Could you lay out the entries from the line with "Identify the bare" to the line with "<point>330,385</point>", both included, as a numbered list with blank lines dropped? Include only those lines.

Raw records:
******************************
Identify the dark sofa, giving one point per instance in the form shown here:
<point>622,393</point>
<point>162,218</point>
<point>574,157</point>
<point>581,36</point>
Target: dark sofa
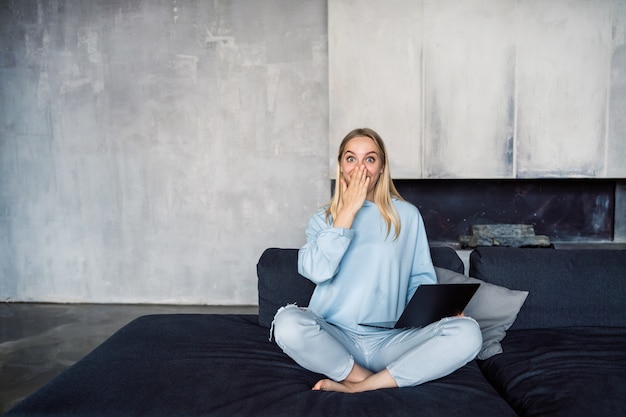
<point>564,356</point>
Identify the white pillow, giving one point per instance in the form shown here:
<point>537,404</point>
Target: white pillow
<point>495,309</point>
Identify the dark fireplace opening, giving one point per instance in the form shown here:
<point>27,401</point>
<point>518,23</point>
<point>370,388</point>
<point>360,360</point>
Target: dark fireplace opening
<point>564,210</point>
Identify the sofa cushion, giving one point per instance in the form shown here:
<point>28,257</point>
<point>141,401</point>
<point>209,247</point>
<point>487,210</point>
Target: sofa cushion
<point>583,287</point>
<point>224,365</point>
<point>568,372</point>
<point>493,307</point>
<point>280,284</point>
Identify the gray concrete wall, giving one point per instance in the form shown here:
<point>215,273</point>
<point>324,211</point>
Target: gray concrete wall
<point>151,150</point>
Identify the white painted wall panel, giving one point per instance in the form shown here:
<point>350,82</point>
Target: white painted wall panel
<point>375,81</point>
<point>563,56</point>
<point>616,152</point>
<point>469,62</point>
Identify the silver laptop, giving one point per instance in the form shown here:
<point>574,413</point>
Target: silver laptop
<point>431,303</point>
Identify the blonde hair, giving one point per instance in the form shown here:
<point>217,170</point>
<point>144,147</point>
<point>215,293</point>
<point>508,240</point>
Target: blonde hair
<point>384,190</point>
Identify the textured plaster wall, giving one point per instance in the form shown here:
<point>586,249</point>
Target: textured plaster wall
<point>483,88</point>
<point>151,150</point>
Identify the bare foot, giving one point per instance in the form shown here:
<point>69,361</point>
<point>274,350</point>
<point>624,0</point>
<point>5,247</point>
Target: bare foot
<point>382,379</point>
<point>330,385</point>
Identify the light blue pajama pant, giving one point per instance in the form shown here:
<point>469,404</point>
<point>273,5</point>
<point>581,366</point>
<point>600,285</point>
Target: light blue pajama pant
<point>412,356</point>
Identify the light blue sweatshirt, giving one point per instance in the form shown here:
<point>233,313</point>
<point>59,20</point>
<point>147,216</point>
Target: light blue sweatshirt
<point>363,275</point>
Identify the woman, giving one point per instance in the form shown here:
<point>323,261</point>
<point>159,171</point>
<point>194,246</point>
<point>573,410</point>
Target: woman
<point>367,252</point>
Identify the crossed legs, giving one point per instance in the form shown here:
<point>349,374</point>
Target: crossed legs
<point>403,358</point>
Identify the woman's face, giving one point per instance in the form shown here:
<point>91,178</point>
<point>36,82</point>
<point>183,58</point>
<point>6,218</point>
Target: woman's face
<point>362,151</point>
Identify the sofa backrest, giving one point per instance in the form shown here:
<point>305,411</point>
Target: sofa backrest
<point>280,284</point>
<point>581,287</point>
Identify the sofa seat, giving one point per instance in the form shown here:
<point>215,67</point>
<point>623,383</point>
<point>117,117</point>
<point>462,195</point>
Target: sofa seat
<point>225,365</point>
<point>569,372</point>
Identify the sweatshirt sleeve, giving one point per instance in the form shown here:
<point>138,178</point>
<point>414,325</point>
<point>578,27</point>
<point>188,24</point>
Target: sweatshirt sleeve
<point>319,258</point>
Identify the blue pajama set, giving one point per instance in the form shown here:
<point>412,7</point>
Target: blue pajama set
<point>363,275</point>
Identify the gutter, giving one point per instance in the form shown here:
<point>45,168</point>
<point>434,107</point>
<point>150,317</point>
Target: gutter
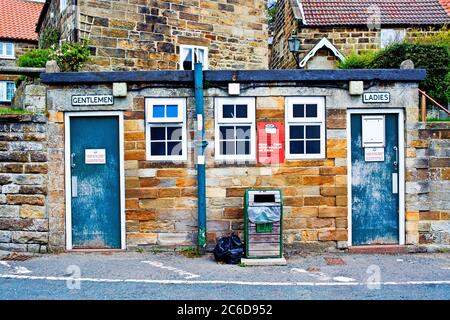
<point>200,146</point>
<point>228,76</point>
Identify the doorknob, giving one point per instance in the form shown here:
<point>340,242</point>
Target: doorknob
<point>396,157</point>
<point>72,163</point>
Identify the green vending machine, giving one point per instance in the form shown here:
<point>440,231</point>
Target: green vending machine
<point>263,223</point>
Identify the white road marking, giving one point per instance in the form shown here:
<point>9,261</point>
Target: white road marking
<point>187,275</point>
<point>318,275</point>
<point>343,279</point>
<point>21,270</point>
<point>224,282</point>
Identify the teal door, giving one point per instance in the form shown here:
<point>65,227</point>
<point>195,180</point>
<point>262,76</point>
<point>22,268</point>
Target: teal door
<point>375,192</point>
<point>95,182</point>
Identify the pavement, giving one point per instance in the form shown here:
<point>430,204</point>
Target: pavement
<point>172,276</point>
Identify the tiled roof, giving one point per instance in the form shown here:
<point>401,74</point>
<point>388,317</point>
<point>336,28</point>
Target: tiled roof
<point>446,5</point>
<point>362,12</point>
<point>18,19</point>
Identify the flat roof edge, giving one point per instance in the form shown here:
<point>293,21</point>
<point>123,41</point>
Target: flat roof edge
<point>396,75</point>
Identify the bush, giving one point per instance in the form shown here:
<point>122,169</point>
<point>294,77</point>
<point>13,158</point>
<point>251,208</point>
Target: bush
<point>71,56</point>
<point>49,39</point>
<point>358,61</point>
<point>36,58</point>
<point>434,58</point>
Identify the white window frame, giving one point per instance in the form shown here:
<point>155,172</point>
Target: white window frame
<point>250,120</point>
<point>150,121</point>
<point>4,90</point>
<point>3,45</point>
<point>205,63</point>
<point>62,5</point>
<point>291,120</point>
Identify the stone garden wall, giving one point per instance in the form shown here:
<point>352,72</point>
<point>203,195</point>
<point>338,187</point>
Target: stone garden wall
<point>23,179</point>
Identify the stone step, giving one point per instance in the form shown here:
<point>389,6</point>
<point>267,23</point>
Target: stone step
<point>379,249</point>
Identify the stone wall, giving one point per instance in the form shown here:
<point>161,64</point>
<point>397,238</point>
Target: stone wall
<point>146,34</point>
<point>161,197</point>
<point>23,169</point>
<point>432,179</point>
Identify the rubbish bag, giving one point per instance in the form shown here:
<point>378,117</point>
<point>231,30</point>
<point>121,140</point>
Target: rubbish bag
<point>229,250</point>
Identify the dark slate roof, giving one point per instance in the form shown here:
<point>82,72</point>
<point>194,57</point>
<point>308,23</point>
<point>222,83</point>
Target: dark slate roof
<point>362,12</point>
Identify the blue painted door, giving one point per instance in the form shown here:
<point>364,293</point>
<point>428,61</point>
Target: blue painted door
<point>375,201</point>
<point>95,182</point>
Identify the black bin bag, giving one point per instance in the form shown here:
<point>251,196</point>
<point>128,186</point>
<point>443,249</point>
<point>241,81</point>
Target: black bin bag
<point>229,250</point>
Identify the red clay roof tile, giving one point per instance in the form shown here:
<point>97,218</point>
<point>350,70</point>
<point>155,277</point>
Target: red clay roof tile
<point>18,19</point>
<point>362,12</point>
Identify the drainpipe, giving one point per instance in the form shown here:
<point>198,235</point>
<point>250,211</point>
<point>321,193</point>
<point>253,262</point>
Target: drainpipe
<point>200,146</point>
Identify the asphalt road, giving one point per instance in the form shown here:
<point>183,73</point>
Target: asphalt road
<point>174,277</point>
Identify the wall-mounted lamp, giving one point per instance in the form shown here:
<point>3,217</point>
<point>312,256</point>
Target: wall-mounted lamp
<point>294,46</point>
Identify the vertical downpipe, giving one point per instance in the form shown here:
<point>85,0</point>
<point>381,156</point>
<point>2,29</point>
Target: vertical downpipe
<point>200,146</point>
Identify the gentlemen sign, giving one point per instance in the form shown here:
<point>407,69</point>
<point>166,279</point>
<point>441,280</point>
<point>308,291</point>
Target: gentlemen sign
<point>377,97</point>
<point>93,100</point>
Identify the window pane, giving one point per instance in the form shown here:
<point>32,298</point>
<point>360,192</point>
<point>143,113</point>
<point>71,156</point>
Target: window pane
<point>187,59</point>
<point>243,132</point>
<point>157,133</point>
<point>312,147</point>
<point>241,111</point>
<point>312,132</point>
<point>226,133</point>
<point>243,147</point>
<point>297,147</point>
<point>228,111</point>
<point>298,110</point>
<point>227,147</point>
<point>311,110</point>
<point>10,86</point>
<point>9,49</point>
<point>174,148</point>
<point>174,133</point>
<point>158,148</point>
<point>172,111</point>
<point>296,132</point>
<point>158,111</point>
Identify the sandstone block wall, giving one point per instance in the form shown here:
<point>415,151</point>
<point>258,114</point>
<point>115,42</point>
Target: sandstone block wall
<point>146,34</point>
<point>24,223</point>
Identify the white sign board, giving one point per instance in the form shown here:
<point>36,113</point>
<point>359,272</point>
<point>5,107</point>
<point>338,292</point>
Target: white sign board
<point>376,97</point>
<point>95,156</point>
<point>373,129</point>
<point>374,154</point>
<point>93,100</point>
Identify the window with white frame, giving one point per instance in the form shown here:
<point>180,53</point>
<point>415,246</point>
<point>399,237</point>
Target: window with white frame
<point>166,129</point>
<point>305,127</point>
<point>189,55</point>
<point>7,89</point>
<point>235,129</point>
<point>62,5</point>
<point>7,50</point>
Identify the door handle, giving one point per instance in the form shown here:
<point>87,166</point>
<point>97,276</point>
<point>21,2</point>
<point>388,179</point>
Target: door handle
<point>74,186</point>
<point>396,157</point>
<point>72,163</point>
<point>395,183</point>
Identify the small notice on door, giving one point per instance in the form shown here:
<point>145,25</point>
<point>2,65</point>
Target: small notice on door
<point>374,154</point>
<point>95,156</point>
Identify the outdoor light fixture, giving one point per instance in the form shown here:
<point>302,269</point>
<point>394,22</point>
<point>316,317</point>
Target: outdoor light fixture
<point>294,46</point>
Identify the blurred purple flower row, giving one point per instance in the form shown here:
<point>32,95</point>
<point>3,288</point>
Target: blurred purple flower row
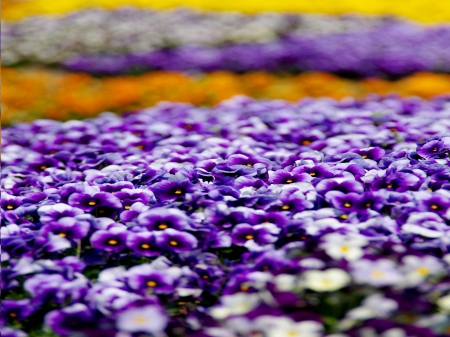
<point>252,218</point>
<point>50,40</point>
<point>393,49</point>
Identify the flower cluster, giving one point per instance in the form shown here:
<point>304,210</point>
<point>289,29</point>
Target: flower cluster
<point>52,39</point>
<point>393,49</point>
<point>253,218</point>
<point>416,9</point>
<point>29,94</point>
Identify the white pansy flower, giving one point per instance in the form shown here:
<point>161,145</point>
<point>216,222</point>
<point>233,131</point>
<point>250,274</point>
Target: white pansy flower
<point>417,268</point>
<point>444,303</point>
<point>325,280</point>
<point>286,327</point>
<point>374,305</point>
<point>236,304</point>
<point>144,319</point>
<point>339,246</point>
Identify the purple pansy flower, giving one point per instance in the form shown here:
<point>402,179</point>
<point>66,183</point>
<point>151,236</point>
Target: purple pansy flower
******************************
Answer to the problem:
1. Identify the bare foot, giving one point per instance in the form shown here:
2. <point>69,361</point>
3. <point>274,350</point>
4. <point>624,0</point>
5. <point>5,247</point>
6. Target: bare foot
7. <point>382,379</point>
8. <point>330,385</point>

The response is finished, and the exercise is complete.